▶ **Assignment**:
For each line below, write it out exactly as it appears.

▶ **Data records**:

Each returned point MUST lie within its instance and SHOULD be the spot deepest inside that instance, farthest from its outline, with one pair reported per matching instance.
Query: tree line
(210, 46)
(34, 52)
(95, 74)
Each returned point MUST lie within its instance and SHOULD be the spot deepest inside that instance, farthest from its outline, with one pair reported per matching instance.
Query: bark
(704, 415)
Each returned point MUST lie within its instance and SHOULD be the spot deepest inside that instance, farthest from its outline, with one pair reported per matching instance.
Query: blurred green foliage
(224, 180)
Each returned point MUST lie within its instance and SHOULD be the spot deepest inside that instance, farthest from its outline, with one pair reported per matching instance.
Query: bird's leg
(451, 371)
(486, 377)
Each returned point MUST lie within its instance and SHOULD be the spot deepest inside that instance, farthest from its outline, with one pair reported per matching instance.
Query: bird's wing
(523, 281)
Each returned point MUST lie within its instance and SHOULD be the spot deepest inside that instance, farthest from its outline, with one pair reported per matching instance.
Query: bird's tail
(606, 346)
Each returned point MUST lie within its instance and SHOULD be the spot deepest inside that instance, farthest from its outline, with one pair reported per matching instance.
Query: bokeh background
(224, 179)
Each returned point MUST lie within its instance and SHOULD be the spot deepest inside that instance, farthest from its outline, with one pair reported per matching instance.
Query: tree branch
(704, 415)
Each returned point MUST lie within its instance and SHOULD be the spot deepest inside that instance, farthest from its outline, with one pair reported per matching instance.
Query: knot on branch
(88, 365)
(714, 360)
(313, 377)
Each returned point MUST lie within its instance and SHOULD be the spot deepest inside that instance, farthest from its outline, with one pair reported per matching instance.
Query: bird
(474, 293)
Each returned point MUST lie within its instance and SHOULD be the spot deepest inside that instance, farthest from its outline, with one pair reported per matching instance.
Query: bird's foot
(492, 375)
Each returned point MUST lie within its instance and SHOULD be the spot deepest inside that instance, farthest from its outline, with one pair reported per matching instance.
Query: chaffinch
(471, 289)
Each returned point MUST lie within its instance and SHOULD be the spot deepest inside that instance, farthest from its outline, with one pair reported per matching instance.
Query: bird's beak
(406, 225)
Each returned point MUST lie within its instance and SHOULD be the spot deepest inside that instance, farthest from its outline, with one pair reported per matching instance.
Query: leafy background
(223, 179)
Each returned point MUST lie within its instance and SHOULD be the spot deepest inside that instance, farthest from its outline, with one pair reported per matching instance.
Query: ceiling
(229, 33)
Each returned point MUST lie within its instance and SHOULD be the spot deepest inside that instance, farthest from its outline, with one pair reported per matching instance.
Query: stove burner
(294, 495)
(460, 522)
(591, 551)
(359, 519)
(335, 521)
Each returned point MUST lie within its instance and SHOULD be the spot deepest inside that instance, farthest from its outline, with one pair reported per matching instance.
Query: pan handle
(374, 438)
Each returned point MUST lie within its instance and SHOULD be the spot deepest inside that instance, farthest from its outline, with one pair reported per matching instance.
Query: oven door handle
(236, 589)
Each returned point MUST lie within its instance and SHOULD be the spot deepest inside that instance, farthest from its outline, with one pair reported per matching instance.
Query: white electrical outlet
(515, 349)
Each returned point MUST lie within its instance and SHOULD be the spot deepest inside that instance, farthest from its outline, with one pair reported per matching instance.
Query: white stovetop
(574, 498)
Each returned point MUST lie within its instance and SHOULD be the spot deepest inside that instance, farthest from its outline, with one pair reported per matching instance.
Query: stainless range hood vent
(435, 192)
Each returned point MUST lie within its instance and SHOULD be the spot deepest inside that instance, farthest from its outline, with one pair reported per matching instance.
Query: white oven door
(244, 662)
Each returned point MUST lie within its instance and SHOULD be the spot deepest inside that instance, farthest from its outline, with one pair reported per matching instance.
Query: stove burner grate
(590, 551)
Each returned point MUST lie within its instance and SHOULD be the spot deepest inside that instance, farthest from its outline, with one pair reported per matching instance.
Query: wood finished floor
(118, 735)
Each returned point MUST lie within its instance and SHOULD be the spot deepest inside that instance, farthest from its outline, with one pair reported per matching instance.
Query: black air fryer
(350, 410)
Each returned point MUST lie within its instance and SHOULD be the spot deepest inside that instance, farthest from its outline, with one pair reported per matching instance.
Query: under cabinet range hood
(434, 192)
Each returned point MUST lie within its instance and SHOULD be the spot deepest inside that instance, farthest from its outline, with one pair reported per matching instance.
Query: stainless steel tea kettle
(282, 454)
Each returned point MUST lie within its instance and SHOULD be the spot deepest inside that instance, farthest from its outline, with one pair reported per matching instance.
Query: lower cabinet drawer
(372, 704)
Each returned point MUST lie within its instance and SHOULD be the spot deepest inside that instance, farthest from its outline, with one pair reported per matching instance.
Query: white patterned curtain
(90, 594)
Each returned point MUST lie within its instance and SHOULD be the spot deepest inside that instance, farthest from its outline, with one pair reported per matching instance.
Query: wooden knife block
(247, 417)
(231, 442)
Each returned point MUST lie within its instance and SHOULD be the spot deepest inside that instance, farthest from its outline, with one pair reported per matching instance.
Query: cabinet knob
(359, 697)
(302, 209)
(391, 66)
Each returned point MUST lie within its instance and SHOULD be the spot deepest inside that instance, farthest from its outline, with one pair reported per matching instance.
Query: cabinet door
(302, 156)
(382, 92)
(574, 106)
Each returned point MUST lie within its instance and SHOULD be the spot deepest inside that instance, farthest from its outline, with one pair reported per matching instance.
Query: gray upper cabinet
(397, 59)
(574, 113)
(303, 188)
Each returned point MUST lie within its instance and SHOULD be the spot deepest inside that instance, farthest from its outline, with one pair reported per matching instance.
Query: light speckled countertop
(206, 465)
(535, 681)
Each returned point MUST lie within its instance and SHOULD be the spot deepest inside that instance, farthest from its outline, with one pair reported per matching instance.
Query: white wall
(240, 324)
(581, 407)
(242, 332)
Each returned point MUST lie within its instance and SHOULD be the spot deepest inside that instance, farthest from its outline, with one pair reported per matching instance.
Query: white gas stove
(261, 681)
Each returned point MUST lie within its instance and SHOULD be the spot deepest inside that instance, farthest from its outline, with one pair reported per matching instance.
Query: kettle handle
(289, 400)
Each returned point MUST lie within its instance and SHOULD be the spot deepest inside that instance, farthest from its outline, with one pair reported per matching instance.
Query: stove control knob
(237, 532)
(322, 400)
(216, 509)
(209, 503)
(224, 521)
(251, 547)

▶ **Answer to the exercise**:
Each returned point MUST lie within its instance and SHOULD be the spot deepest inside that instance, farthest from its outline, with one pair reported per matching instance.
Query: tree line
(210, 46)
(34, 52)
(95, 74)
Each returned point MUST lie within its instance and SHOULD be the spot deepest inside that instance, farthest from its outline, with one pair reported per matching instance.
Query: bark
(704, 415)
Each returned point MUST lie within its instance and SHOULD be the spot deepest inside that instance, farthest from its outline, with one pair reported per matching instance.
Query: blurred green foliage
(224, 180)
Each returned point MUST lie within its instance and SHOULD be the spot deepest inside that instance, farthest from its outline, with one pair reported per matching instance.
Query: bird's leg
(451, 371)
(486, 377)
Each returned point MUST lie within its instance and SHOULD be the spot deepest inside that instance, farthest from its outline, with one pair reported per matching instance.
Query: bird's wing
(523, 281)
Each returned point MUST lie within its instance and SHOULD be the spot deepest inside that instance, farthest from its outline, with one pair reported per matching instance.
Query: bird's tail
(606, 346)
Each returned point MUST lie within its instance and SHOULD be the spot deepest inside that instance, farthest from its outline, with one pair reported per matching instance.
Query: bokeh background
(224, 179)
Each returned point MUST lie within its instance and SHOULD be the spot deepest inside that instance, farthest from its outline, with one pair reported per matching instance.
Query: tree branch
(704, 415)
Each returned point MUST lie within its instance and SHOULD be the spot deepest inside that instance, farthest from its outline, with one pair reported per matching instance.
Query: knot on branch
(88, 365)
(714, 360)
(313, 377)
Each returned point MUST lie within its instance and SHOULD be the spot deepest inside that instance, farthest from its outline, with one pair reported per matching instance.
Query: bird
(474, 293)
Each returned point MUST lie within its instance and SHOULD be the spot deepest inside that instance, farthest from its outline, with one pair reported per matching instance.
Query: bird's foot
(492, 375)
Each returned point MUST lie within its instance and SHOULD be the spot deepest inside that instance, farthest from its outline, with one pair reported per matching instance.
Query: chaffinch
(471, 289)
Each returned point MUST lie within its instance and SHOULD be the spot deepest inside that instance, farthest from its outline, with one pair reported per matching instance.
Query: bird's beak
(406, 225)
Each returned point MUST lie within its instance and SHOULD be the spot deepest inside that instance, farthest from its outline, with one pair reported per matching instance.
Query: leafy background
(223, 179)
Each returned point MUST lie within its instance and SHOULD be the spot deepest inside that instance, farthest from its outline, with one pair reported per matching instance.
Query: ceiling
(229, 33)
Each returned point MUST lie within its instance and SHOULD be the spot deepest inside that instance, farthest from its outline, with one pair reported per matching instance.
Query: stove burner
(294, 495)
(460, 522)
(591, 551)
(359, 519)
(335, 521)
Each returned point MUST lie within its instance and SHOULD be the spot deepest inside that instance, farthest from its outline, with one pair reported per matching instance.
Query: pan handle
(374, 438)
Each returned point MUST lie within its instance and SHOULD be the spot deepest inside that instance, farthest from its outline, with one pair reported per matching instance.
Query: oven door handle
(236, 589)
Each returned point MUST lie within its instance and SHOULD be the spot deepest inside that instance, farthest from its outline, with one pair reported per matching instance.
Query: white electrical outlet
(515, 349)
Each returned point MUST lie within its instance and SHOULD be the spot deepest inside that instance, farthest from its outline, with one pair reported per matching instance.
Query: white stovetop
(574, 498)
Each returned point MUST lie within its instance and SHOULD be the spot deepest inside that instance, farthest from its outline, with one pair reported per matching instance.
Query: stainless range hood vent
(435, 192)
Each returned point MUST lie within its instance and SHOULD be the spot deepest inside that instance, farthest from its outline, with one pair reported per matching instance.
Query: white oven door
(244, 662)
Each returned point MUST lie within its instance and SHOULD be the spot deepest inside that instance, farthest from its outline, with one pair reported per matching instance.
Query: stove burner grate
(590, 551)
Each returned point MUST lie within its instance and SHOULD be the spot deepest inside that instance, farthest from its outline, with one pair reported per matching instance.
Query: wood finished floor
(118, 735)
Each returned point MUST lie within its instance and SHOULD be the spot deepest inside that instance, farthest from its outline, with one pair reported per matching instance.
Query: black air fryer
(350, 410)
Each returned point MUST lie within its instance and SHOULD be the spot deepest inside that instance, farthest from its outline, with one pair reported per matching instance.
Query: under cabinet range hood
(434, 192)
Each returned point MUST lie within its instance and SHOULD be the spot deepest inside that instance, farthest from its outline, with one pair reported per matching instance.
Query: stainless steel tea kettle
(282, 454)
Each returned point MUST lie within its instance and SHOULD be the spot deepest inside that instance, farthest from its outline, with one pair reported per matching instance.
Query: lower cabinet drawer
(372, 704)
Each returned point MUST lie within its instance and SHOULD be the spot deepest inside that instance, farthest from its outline, with one pair reported per matching instance.
Query: white patterned curtain
(90, 594)
Each returned point MUST lie within its instance and SHOULD be the spot deepest inside that instance, farthest from its outline, with one pair reported per matching instance.
Query: wooden knife block
(247, 417)
(231, 442)
Each returned point MUST lie within its instance and SHOULD be the spot deepest inside that instance, farthest from its outline, with one pair reported per matching instance.
Query: cabinet knob
(359, 697)
(302, 209)
(391, 66)
Each returned point MUST lie within its instance and SHOULD be the spot deepest inside that instance, farthest from its outline, with one pair reported per matching instance.
Query: cabinet door
(302, 156)
(382, 92)
(574, 106)
Each returned point MUST lie within its instance and SHOULD be the spot deepest inside that instance, farthest from its outline, with one pair reported per matching instance.
Query: gray upper cabinet
(397, 59)
(574, 113)
(303, 188)
Each returned point MUST lie within its instance and SHOULD be the spot deepest inside that instance, farthest from its outline, with one pair reported per matching instance.
Query: light speckled countertop
(206, 465)
(535, 681)
Each returned point MUST lie within its instance and SHOULD be the spot deepest inside that instance, farthest from its outline, with one pair reported per matching instance.
Query: white wall
(240, 324)
(581, 407)
(242, 332)
Each returned point MUST lie within its instance and SHOULD be the spot deepest inside that instance, farthest from its outline, with one pair reported per matching instance.
Query: white gas stove
(261, 681)
Each returned point MUST lie within its instance and SHOULD be the spot deepest inside that instance, farthest from its outline, with one pair reported per matching instance.
Query: kettle handle
(289, 400)
Each returned point MUST lie within its instance and SHOULD be the spot deepest inside that instance, farthest from its outline, with one pair reported per matching instance.
Query: stove control knob
(237, 532)
(322, 400)
(216, 509)
(209, 503)
(224, 521)
(251, 547)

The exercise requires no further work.